You are given an arbitrary linked list consisting of 'N' nodes having integer values. You need to perform insertion sort on the linked list and print the final list in sorted order.

In other words, you are given a singly linked list, you need to perform insertion sort on it.

Insertion Sort is a sorting algorithm that removes one element from the input data, finds the location it belongs within the sorted list and inserts it there. It repeats until no input elements remain.

Detailed explanation ( Input/output format, Notes, Images )

Input Format

The first line of the input contains a single integer T, representing the number of test cases. 

The first line of each test case contains space-separated integers denoting the elements of the singly linked list terminated by -1.

Hence, -1 would never be a list element.

Output Format

For each test case, print space-separated integers denoting the elements of the linked list after performing the insertion sort.

Print the output of each test case in a separate line.

Note

You do not need to print anything. It has already been taken care of. Just implement the given function. Also, try to sort the linked list in-place.

Constraints

1 <= T <= 50
1 <= N <= 10^3
0 <= value of node < 10^9

Time Limit: 1sec

Sample Input 1

2
4 2 1 3 -1
19 3 6 1 5 -1

Sample Output 1

1 2 3 4
1 3 5 6 19

Explanation for Sample Input 1

Test Case 1: The given linked list [4 2 1 3] after sorting becomes [1 2 3 4] which is the required output.

Test Case 2: The given linked list is [ 19 3 6 1 5 ]. After sorting list become [ 1 3 5 6 19 ].

Sample Input 2

2
5 3 1 2 4 -1  
5 6 7 -1

Sample Output 2

1 2 3 4 5
5 6 7

Hint 1

Try to use pointers for manipulating the given list.

Approaches (1)

Approach 1

Try to use pointers for manipulating the given list.

For solving this problem, we will use the fundamental concept of Insertion Sort i.e, to divide the input array into an unsorted and sorted partition. After that, keep placing elements from the unsorted partition into its correct position in the sorted partition. We will make use of pointers to keep track of various positions in both the lists and modify these pointers only.

First, create an empty dummy linked list, which will store the final sorted array. (let this be called ‘sorted’).

Dataset excerpts on object pointing:
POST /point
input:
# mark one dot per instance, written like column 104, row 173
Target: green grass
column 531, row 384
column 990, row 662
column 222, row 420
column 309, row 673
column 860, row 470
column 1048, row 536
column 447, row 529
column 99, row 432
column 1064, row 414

## STATED PROBLEM
According to the linked-list sorting text, why would -1 never be a list element? Answer in one to three sentences. The records have no connection to the linked-list sorting text.

## TASK SOLUTION
Each test case gives the elements of the singly linked list as space-separated integers terminated by -1. Since -1 marks the end of the input list, it would never be a list element.